(Entries taken from a collection)
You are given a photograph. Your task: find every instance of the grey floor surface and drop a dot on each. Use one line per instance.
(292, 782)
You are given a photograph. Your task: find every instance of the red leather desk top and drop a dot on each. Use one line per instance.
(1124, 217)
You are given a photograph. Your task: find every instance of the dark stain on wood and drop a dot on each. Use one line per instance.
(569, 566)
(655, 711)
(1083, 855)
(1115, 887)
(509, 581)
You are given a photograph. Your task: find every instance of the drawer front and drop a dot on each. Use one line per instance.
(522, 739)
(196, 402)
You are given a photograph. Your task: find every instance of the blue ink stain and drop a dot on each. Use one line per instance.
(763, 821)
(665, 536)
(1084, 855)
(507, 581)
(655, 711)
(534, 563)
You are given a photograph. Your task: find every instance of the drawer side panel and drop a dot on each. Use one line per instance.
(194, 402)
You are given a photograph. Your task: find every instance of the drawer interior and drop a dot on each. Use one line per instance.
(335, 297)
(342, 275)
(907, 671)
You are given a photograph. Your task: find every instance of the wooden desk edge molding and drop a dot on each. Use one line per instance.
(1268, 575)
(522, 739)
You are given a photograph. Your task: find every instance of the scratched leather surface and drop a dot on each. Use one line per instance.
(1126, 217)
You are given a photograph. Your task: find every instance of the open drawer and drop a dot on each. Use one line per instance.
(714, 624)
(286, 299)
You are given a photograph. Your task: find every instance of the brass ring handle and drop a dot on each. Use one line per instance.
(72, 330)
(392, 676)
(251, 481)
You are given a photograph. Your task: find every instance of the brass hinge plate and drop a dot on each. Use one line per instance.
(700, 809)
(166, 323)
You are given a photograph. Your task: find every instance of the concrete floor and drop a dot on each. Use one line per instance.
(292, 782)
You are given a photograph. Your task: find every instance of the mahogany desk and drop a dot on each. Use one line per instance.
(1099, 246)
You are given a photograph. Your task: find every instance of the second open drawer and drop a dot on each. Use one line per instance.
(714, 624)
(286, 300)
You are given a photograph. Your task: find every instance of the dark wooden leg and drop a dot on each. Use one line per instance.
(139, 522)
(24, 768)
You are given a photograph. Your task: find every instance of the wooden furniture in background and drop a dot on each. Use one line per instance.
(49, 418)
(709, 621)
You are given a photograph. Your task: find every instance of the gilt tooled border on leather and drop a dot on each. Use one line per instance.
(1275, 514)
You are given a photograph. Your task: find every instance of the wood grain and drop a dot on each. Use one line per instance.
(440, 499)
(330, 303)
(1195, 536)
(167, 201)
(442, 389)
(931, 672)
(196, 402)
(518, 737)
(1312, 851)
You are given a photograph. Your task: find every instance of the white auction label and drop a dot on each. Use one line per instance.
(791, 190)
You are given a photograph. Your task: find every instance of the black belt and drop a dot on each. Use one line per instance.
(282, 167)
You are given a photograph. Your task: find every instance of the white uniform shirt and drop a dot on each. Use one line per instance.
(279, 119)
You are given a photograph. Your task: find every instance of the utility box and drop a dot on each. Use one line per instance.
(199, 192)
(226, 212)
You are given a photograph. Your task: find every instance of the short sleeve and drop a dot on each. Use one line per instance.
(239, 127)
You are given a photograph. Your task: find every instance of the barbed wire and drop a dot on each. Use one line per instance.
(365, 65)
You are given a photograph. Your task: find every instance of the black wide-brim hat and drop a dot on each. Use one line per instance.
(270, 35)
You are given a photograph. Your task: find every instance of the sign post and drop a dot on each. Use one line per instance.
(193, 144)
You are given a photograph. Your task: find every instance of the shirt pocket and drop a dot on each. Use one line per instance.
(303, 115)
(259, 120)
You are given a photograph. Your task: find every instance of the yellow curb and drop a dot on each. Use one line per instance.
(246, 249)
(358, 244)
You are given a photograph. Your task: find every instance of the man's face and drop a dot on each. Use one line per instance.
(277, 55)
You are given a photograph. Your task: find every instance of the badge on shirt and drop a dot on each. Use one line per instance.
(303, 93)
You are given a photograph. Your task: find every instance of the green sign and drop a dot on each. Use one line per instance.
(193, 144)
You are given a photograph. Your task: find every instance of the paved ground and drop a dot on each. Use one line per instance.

• Short problem: Take the lines above and retype all of them exactly.

• Exercise result:
You are given a photograph. Your task: find every instance of the grey floor surface and drop a dot on each. Use one line per instance.
(292, 782)
You are given a photograph. Your task: find every instance of the red leather desk top and drop a dot on each. Use one line per instance.
(1124, 217)
You are given a photograph. Your task: find every instance of the dark stain on wood and drop a dot on each. Use one line per instance.
(569, 566)
(655, 711)
(1083, 855)
(1115, 887)
(509, 581)
You are given a photograph. Your task: find every instance of the drawer front and drop a dot on each. Use one line per instance.
(522, 739)
(196, 402)
You are given a photograph. Your task: find every instance of the blue ink stain and drop a dot on each. Use one line per instance.
(763, 821)
(665, 536)
(1084, 855)
(507, 581)
(655, 711)
(534, 563)
You are given a photograph. Your task: find every instance of the drawer side panel and drop a dot on each. Use one line per instance.
(194, 402)
You are given a photograph. Your task: find every instance of the drawer interior and drop a dot on each. Use one line per instance.
(335, 297)
(342, 275)
(907, 671)
You are given a photograph. Your task: find every instance of the wooden desk edge molding and drop a dot on each. Use one line per instance.
(1268, 575)
(522, 739)
You are given a photograph. Your task: find every instance of the scratched leather surface and drop a dot on each. Use one line per instance.
(1126, 217)
You are given a photograph. Your task: find every instance of the open drawer and drop a dot on each. Use one line per instance.
(714, 624)
(286, 299)
You are given a photograph. Your task: find every instance of the brass ring handle and drop a dot on each. Use one line per instance.
(72, 330)
(392, 676)
(251, 481)
You are given a photograph. Your task: find every instance of the brass hinge plate and drop a dot on each. Use one line per instance.
(700, 809)
(166, 323)
You are given a photograph. Your task: find every instance of the concrete floor and drop a dot on each. Use one line per instance.
(292, 782)
You are given a photograph. Your task: find every instance of the mahogany desk and drop a dot on each. Use one line per instance.
(1099, 246)
You are given a photograph. Your task: find every instance of the second open drawer and drop a dot on each. Use one line per instance.
(714, 624)
(286, 300)
You are given a photograph. Your task: find every instance of the dark wooden leg and drop a dot on each. Use one line per instance.
(139, 522)
(24, 768)
You are given a photograph. Your task: find every instance of the wooden furniture in background and drop a dot on each. Use one line per instance.
(49, 418)
(709, 621)
You are given a photograph. Your task: find every instance of the gilt tooled border on leather and drop a dot on each. Use one line per instance.
(1275, 514)
You are given a photograph. Your task: find every instance of the wood grain and drop a dot on each. Use one line per instance.
(440, 499)
(330, 303)
(1195, 536)
(167, 201)
(442, 389)
(931, 672)
(196, 402)
(518, 737)
(1312, 851)
You are given a photograph. Your task: find every instance of the white auction label and drop a dot on each. Use one line per instance.
(791, 190)
You are given a photograph. Your task: find every instance of the black belt and drop a dot on each. Use one line per instance.
(282, 167)
You are given a photograph. Your task: find every instance of the white uniform shirt and drop a dot on each. Use one line per instance.
(279, 119)
You are given a photograph. Your task: find every instance of the utility box and drop a dot on each. Use one line per instance.
(199, 192)
(226, 212)
You are given a photograph. Your task: find every instance of the short sleeve and drop a dot on each. Use one line per instance.
(239, 127)
You are given a photograph. Your task: find every instance of the barbed wire and drop a dot on each. Use one line per instance.
(365, 65)
You are given a photograph. Your task: find every instance of the black wide-brim hat and drop a dot on each. Use one line per instance.
(270, 35)
You are given a photograph. Your task: find every instance of the sign post and drop a dot on each. Use one line per instance.
(193, 144)
You are given a photograph. Your task: find every instance of the shirt pocket and drop a dot on each. Use one line per instance.
(303, 115)
(259, 120)
You are given a photograph. Your task: find every instance of the yellow curb and drop a dot on each. Use one line per instance.
(246, 249)
(358, 244)
You are given a photograph. Your task: find every instance of the man's face and drop a dot on each. Use one line per instance.
(277, 55)
You are given a photograph. Your task: find every instance of the badge on shirt and drop a dot on each. Use one line per instance.
(303, 93)
You are given a photograph. Your task: find every instance of the green sign and drop a dot on each. Use one line per instance.
(193, 144)
You are given a photograph. Your task: find every instance of the paved ground and drop a dot on each. Use one line per instance.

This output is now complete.